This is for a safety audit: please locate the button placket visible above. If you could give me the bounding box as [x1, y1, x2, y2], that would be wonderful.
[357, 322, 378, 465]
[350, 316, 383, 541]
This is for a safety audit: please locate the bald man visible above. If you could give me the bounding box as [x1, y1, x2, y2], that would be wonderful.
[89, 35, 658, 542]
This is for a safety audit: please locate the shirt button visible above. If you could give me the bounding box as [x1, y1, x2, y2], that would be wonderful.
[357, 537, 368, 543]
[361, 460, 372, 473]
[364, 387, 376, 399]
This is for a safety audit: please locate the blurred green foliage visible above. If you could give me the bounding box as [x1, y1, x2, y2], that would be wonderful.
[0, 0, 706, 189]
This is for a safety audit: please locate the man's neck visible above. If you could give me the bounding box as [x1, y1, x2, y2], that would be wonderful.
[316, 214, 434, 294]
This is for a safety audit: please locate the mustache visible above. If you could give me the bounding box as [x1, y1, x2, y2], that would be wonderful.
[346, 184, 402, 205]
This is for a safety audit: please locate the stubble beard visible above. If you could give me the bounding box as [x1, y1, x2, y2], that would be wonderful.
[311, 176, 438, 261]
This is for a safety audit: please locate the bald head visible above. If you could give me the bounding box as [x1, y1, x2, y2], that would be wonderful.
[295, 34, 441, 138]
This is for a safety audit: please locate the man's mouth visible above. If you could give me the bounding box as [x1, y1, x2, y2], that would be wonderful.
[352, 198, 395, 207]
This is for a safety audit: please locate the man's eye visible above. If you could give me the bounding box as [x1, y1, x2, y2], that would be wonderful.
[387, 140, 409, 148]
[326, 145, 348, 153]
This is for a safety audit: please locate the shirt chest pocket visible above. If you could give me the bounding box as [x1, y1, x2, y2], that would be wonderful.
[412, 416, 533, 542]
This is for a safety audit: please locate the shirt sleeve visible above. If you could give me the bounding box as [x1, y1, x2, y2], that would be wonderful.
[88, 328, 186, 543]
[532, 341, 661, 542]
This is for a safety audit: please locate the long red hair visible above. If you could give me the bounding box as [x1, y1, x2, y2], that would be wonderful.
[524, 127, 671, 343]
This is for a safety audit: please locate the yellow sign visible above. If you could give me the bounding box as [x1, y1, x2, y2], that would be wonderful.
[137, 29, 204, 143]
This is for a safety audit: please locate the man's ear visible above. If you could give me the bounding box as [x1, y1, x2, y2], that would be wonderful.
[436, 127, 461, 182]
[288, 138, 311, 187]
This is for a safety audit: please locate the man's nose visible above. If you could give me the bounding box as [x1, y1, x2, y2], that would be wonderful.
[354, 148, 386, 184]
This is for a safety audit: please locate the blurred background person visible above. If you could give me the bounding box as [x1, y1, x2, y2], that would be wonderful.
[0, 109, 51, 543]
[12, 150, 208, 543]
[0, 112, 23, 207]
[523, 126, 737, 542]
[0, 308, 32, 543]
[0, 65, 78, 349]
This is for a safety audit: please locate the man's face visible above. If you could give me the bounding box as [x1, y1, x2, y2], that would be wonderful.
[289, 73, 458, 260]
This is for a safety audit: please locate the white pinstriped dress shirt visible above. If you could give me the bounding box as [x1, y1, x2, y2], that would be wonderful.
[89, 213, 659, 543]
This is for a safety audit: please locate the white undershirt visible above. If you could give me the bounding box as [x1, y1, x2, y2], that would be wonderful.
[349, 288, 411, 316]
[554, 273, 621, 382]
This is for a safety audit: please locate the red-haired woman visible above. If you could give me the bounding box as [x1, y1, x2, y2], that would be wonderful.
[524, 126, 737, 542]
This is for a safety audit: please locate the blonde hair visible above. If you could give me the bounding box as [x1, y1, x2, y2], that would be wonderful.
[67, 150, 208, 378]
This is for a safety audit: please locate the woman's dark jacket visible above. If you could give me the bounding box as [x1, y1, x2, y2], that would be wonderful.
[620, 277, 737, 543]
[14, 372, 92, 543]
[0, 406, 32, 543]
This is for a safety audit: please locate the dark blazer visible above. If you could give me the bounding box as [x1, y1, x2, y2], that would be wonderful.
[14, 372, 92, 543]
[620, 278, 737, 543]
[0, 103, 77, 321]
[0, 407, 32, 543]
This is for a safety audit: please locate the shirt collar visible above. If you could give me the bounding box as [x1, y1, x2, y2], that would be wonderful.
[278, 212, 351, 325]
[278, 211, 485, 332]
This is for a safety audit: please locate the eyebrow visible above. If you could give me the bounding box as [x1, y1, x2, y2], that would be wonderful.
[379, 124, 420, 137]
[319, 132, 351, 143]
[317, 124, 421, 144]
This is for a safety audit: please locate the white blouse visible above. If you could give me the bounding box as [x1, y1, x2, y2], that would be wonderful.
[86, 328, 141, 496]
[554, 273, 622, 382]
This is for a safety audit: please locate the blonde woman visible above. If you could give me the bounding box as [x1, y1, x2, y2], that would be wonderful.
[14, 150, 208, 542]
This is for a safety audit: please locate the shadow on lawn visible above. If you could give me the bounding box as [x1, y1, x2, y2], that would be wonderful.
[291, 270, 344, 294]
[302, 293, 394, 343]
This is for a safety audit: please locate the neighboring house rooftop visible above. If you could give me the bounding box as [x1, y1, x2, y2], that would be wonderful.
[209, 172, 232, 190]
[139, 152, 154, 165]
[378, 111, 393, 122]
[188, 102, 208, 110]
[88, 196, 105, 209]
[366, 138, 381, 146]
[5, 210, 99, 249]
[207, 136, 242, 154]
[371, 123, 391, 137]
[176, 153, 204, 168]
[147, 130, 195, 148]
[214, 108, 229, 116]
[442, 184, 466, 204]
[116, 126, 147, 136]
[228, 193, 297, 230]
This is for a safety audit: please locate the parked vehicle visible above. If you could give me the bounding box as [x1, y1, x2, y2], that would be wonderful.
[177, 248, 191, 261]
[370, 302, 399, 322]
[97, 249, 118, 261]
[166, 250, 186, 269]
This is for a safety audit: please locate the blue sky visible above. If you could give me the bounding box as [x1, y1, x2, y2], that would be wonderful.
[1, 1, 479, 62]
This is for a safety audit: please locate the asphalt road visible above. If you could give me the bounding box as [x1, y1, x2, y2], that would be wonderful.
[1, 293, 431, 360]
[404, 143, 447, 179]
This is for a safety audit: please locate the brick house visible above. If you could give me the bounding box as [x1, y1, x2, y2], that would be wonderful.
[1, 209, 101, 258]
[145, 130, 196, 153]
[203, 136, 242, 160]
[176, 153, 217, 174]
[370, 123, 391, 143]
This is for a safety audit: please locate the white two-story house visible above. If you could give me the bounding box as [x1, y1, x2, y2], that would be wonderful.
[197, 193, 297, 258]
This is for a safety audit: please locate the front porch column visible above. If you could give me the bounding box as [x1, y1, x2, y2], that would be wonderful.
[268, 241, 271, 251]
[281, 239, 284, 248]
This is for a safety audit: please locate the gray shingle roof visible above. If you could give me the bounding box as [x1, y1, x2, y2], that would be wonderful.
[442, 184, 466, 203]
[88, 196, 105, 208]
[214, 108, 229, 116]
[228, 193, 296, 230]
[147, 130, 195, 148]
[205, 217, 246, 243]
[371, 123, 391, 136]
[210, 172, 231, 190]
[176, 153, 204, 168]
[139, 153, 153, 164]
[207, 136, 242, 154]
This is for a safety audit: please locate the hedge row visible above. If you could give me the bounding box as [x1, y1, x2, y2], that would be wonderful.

* WHAT TO DO *
Transcribe all of the data, keeping every line identical.

* EXPECTED ANSWER *
This is for a safety audit: please locate the button placket visible above. If you could give me the bounding box as [x1, y1, x2, y2], that would be wonderful.
[357, 322, 378, 465]
[350, 316, 383, 541]
This is for a safety audit: please locate the bald man visible above. If you could give me the bounding box as [x1, y1, x2, y2], that would be wonderful.
[89, 35, 658, 542]
This is for a safety audit: please locate the shirt button visible above. If you could give me the bounding box as [x1, y1, x2, y2], that would be wonderful.
[357, 537, 368, 543]
[361, 460, 372, 473]
[364, 387, 376, 399]
This is for a safety audit: please locate the blurred green foliage visible above. If you could give me the bounding box as [x1, y1, x2, y2], that would be wonderful.
[0, 0, 706, 189]
This is for a safety audit: please locate the man's neck visible above. If you could give me the bounding box as [x1, y1, x2, y2], that would be wonderful.
[316, 214, 434, 294]
This is for a safety audit: please locate the mustache visible above. If you could give me the bounding box as [x1, y1, x2, y2], that would be wonderful.
[346, 184, 402, 205]
This is for a safety audit: please locate the stubble beard visible above. If you could give me the bounding box as [x1, y1, x2, y2], that would be wonderful.
[311, 176, 438, 261]
This is for a safety audit: please locate the bald head visible above. If you could give me the bounding box as [x1, y1, x2, y2], that would be wonderful.
[295, 34, 441, 138]
This is for a safety audit: please locate the man's mouth visible above. If you could give me the bounding box as [x1, y1, x2, y2], that would be wonderful.
[352, 198, 395, 207]
This is for a safety audit: please locate the man's eye visible above. If you could give me the bounding box as [x1, y1, x2, y2], that would be wonderful.
[387, 140, 409, 148]
[326, 145, 348, 153]
This is for a safety audit: please locate the shirt chest pocket visible above. If you could give me the bounding box as [x1, y1, x2, y2], that would be wonderful.
[412, 416, 533, 542]
This is for a safety audit: please locate the shirt sleeve visible above. If you could give me the bounding box as [x1, y1, x2, y2], that would be wonderful.
[88, 328, 186, 543]
[532, 341, 661, 542]
This is for a safety audit: please locate the long red hair visible above. If you could give me the bounding box as [x1, y1, x2, y2], that would be wonderful.
[524, 127, 671, 343]
This is for a safety audit: please locate the yellow sign visible above. If you could give me the bounding box as [x1, y1, x2, y2], that would be wonderful.
[137, 29, 204, 143]
This is for a safety audit: please locate the man's ear visible above. If you could give me the bounding box as [x1, y1, x2, y2], that would be wonderful.
[436, 127, 461, 182]
[288, 138, 311, 187]
This is for a safety audit: please locate the man's nose visible above. If you could give me the bounding box as [x1, y1, x2, y2], that would be wonderful.
[354, 148, 386, 184]
This is for a safety audit: please locate the blurred background person visible above. If you could give me the bounding box as [x1, y1, x2, y2], that would be wonderful.
[0, 109, 51, 543]
[12, 150, 208, 543]
[0, 112, 23, 207]
[523, 126, 737, 542]
[0, 308, 32, 543]
[0, 65, 78, 349]
This is for a safety audit: please locate the man's face visible above. If you could give me the bounding box as [x1, y1, x2, y2], that would be wonderful.
[289, 73, 458, 260]
This is for a safety audit: please locate the white pinstriped dress shirt visible above. If you could give me the bounding box as [x1, y1, x2, y2], that would be wonderful.
[89, 213, 659, 543]
This is for a safety audit: please locate the white undershirt visible above. If you could give me the bounding box as [x1, y1, x2, y2], that would be wonderful.
[349, 288, 411, 316]
[554, 273, 621, 382]
This is for a safety audit: please locate the red-haired woman visible above. If you could give me the bounding box as [x1, y1, x2, y2], that would be wonderful.
[524, 126, 737, 542]
This is for a safety audit: please locate the blonde hair visible above. If you could give me the bounding box as [x1, y1, x2, y2], that would be wonderful.
[67, 150, 208, 378]
This is for a safety audit: please locate the woman's dark jacket visible above. If you could give me the bounding box as [x1, y1, x2, y2], that would be wonderful.
[620, 277, 737, 543]
[14, 372, 92, 543]
[0, 406, 32, 543]
This is for a safety audit: please locate the dark blazer visible above. If you could give me the bounding box as [x1, y1, x2, y2], that would be wonderful.
[14, 372, 92, 543]
[620, 278, 737, 543]
[0, 103, 77, 321]
[0, 407, 32, 543]
This is for a safety audit: please locate the shirt collar visible above. If you could give me the bounding box as [x1, y1, x2, y2], that would be wonderful.
[278, 212, 351, 325]
[278, 211, 485, 332]
This is for a safety audit: please locate the eyebrow visible above. If you could give me the bounding box as [x1, y1, x2, y2], that would be wonderful.
[379, 124, 420, 137]
[319, 132, 351, 143]
[317, 124, 421, 144]
This is for a safety audit: please locate the white blouse visible above. If you could give me the bounding box as [x1, y1, x2, y2], that would be wonderful.
[86, 328, 141, 496]
[554, 273, 622, 382]
This is for a safety audit: please locate the blonde woman visible above. If you could give me the bounding box as [x1, y1, x2, y2], that would be wonderful.
[14, 150, 208, 542]
This is for a safety audit: please locate the shadow on lawn visible above. If you could give me the bounding box as [x1, y1, x2, y2], that would be wonderful.
[291, 270, 344, 294]
[302, 293, 394, 343]
This is for a safety audit: please locate the neighboring house rooftop visible above. If you could give me the bounding box as [x1, y1, x2, y2], that would be wonderful.
[209, 172, 232, 190]
[139, 152, 154, 165]
[378, 111, 393, 122]
[188, 102, 208, 110]
[88, 196, 105, 209]
[366, 138, 381, 146]
[5, 210, 99, 249]
[207, 136, 242, 154]
[371, 123, 391, 137]
[176, 153, 204, 168]
[147, 130, 195, 148]
[214, 108, 229, 116]
[442, 184, 466, 204]
[116, 126, 147, 136]
[228, 193, 297, 230]
This is for a safety audit: please locate the parked vehicle visible above. If you could give me the bounding box as [x1, y1, x2, y2], that would be wonderful.
[177, 248, 191, 261]
[370, 302, 399, 322]
[97, 249, 118, 261]
[166, 250, 186, 269]
This is for a safety audit: please locate the blue sky visible above. If you could give me the bounding box as [x1, y1, x2, y2], that would be wonderful.
[1, 1, 479, 62]
This is for a safety audit: please locate the asphalt road visible above. If you could give me the bounding box as [x1, y1, x2, y2], that would be wonderful.
[1, 293, 431, 360]
[404, 143, 447, 179]
This is for a safety audit: please locate the brick house visible above. If you could give me the bounding box as [x1, y1, x2, y2], that would be wonderful.
[1, 209, 101, 258]
[145, 130, 196, 153]
[203, 136, 242, 160]
[176, 153, 217, 174]
[370, 123, 391, 143]
This is for a safety audit: please locate the white two-story house visible above. If you could give me the bounding box as [x1, y1, x2, y2], that would be wonderful.
[197, 193, 297, 258]
This is for a safety audit: please locate the front porch column visible above. If you could give me the bounding box as [x1, y1, x2, y2], that would be wonderful.
[268, 241, 271, 251]
[281, 239, 284, 248]
This is for a safety audit: please locate the gray shingle roof visible above. If you could give me the bounding box as [x1, y1, x2, y2], that would be wonderful.
[442, 184, 466, 203]
[88, 196, 105, 208]
[214, 108, 229, 116]
[228, 193, 296, 230]
[147, 130, 195, 148]
[205, 217, 246, 243]
[371, 123, 391, 136]
[210, 172, 231, 190]
[176, 153, 204, 168]
[139, 153, 153, 164]
[207, 136, 242, 154]
This is for a safety audit: please locate the hedge row visible above. If you could give me the bounding box as [x1, y1, x2, y2], that would be wonderful.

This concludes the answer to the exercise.